Required actions =
A – Reproduce the commodity outlook word for word from "5. …but iron" to "on seasonal rain.".
B – According to the commodity outlook, how full are gas storages across the EU currently?

Passage shown =
What’s Next? Inventories should peak and start to draw down over the next few weeks as mills cut production to balance supply and demand. A sharper than expected drawdown will be evidence of a stronger than expected rebound in demand.

5. …but iron ore, met coal resist downward pressure so far

What’s happening? Iron ore and coking coal prices have seen little change in the past two weeks despite a sharp slide in oil and global equity markets. Global iron ore demand is led by China, which relies mainly on imports of the product for its steelmaking. China is trying to keep steel production up as the economy recovers from the coronavirus outbreak, with forward steel demand supported by new stimulus measures. Iron ore supply in southern Brazil fell on heavier than usual rain this year, and cyclone activity disrupted loadings in Western Australia earlier. Coking coal prices are diverging falling thermal coal, with coking coal supply in Queensland affected by port suspensions recently on seasonal rain.

What’s next? China’s steel production increase in 2019 to almost 1 billion mt, and planned growth for 2020, are increasing demand for iron ore and coking coal imports. Chinese raw materials demand may see temporary swings should weak steel margins persist, and as high steel inventories draw down. Seaborne and Chinese raw material supply typically improves in the second half of the year, and any weakness to global steel demand from the coronavirus outbreak may mean suppliers rely more on Asian spot markets, and boost availability. Higher China domestic coking coal and coke prices than imports continue to support trade, as India expands steel production further and is reliant on imported met coal and coke.

6. Europe’s bloated gas stocks paint bearish picture for summer

What’s happening? With just over two weeks left of the traditional European gas storage withdrawal season, the level of fullness in EU stocks is well above anything seen in recent years. Storages across the EU are currently around 57% full, compared with 41% full this time last year and just 23% full in mid-March 2018 when stocks had been drawn down to record lows by the Beast from the East cold spell.

Extracted information =
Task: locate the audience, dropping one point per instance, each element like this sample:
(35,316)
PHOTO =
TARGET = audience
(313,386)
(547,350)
==
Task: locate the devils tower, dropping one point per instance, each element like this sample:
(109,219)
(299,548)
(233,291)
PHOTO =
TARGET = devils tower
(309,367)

Outputs in order =
A –
5. …but iron ore, met coal resist downward pressure so far

What’s happening? Iron ore and coking coal prices have seen little change in the past two weeks despite a sharp slide in oil and global equity markets. Global iron ore demand is led by China, which relies mainly on imports of the product for its steelmaking. China is trying to keep steel production up as the economy recovers from the coronavirus outbreak, with forward steel demand supported by new stimulus measures. Iron ore supply in southern Brazil fell on heavier than usual rain this year, and cyclone activity disrupted loadings in Western Australia earlier. Coking coal prices are diverging falling thermal coal, with coking coal supply in Queensland affected by port suspensions recently on seasonal rain.

B – Around 57% full.